Using the data that follows, return exactly the lines from the one that contains "Target: bird's foot" through the one that contains "Target: flower head", ends included.

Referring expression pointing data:
------------------------------
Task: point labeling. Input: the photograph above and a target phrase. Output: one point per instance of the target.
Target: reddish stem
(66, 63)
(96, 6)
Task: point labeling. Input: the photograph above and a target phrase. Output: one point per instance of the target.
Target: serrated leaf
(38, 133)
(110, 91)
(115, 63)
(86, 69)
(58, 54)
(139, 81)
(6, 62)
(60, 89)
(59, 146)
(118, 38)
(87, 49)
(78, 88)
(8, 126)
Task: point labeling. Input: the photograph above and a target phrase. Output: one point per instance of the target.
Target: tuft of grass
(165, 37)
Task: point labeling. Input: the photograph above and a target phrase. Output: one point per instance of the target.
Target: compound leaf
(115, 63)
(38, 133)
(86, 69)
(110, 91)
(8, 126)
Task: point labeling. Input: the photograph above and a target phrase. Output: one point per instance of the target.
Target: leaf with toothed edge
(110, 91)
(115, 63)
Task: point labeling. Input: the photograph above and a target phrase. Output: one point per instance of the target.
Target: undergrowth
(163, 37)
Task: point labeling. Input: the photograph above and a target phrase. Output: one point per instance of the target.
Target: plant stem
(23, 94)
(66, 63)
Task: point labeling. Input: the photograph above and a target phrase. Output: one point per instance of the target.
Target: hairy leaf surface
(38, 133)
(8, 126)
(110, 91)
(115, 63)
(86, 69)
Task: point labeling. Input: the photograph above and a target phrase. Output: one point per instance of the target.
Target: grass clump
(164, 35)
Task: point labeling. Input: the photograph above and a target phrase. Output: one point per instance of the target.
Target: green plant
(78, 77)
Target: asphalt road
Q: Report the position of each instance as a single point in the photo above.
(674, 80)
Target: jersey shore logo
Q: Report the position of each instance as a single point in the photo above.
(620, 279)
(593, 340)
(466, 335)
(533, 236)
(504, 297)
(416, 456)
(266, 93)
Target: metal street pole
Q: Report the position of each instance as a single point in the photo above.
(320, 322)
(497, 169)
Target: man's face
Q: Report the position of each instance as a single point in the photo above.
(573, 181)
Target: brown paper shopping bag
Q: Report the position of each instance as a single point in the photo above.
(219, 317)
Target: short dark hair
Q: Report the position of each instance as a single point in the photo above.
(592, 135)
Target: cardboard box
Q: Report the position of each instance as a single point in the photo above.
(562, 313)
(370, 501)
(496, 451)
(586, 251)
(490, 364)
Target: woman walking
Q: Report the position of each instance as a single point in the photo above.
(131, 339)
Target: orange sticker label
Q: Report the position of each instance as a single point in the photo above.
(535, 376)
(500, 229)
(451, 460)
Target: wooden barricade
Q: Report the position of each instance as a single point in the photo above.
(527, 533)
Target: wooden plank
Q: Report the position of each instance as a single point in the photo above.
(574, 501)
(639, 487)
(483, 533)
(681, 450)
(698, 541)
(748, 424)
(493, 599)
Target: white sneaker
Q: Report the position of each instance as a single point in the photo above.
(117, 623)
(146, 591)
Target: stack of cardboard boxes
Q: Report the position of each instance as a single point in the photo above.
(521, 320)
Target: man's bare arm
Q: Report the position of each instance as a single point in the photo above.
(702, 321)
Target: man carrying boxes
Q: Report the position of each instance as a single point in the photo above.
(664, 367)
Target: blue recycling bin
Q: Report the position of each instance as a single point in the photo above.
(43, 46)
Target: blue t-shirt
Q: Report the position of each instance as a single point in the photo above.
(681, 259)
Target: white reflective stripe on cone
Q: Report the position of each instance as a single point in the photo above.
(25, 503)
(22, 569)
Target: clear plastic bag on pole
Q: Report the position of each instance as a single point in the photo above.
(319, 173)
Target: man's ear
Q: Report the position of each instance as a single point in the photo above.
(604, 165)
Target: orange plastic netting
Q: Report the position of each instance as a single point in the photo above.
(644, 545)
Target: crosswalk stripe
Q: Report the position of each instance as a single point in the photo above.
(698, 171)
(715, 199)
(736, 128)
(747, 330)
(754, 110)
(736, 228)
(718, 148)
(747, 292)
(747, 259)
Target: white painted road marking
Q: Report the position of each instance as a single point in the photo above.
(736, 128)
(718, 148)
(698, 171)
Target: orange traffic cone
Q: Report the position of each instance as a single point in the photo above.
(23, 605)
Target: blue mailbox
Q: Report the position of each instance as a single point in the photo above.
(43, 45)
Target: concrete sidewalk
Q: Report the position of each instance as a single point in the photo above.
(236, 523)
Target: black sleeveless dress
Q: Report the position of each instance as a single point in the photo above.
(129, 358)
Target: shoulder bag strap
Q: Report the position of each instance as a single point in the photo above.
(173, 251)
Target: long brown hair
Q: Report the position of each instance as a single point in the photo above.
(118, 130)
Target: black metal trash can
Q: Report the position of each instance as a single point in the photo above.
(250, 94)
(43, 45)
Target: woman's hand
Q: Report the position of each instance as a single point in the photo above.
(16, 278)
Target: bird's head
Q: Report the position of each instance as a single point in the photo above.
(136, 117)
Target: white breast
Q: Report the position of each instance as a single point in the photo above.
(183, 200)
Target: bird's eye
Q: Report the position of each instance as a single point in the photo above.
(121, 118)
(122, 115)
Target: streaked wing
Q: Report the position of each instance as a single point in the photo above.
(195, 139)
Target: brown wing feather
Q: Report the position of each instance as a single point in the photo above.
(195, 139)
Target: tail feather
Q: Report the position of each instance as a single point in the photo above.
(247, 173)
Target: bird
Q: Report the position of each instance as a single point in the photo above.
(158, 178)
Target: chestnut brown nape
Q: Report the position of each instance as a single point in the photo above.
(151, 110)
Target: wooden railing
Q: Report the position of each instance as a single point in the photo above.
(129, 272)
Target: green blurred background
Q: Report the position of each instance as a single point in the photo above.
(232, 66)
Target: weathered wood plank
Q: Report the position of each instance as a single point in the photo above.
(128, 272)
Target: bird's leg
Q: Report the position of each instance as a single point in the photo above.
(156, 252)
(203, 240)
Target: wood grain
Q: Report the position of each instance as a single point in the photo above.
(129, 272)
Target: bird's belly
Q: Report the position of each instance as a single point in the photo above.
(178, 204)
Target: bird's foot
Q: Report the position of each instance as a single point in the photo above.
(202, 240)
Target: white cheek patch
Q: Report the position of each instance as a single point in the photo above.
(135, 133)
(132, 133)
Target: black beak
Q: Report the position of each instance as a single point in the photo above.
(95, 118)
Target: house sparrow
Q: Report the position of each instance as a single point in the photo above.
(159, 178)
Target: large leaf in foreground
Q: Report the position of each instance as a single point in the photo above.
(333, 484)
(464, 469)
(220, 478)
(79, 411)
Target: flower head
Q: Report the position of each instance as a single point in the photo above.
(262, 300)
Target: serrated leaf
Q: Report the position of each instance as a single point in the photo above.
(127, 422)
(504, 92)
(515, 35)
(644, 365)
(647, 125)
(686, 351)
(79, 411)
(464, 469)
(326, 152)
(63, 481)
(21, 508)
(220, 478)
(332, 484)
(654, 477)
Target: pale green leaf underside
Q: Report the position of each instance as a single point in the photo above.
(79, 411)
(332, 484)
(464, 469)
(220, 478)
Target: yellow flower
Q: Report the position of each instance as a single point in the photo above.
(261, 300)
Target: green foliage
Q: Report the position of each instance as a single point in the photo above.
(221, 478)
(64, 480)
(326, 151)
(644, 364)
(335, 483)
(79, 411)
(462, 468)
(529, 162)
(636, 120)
------------------------------
Written answer:
Target: bird's foot
Q: Report the position of each instance as a single point in the photo above.
(202, 240)
Target: white cheek patch
Q: Report the position of each instance as a single point in the photo above.
(135, 133)
(132, 133)
Target: black beak
Q: Report the position of each instance as a single point in the photo above.
(95, 118)
Target: house sparrow
Q: Report the position of each instance as a single point in the photo above.
(159, 178)
Target: large leaf in foreground
Q: Report the position of each instance as a single point in the photo above.
(333, 484)
(464, 469)
(220, 478)
(79, 411)
Target: flower head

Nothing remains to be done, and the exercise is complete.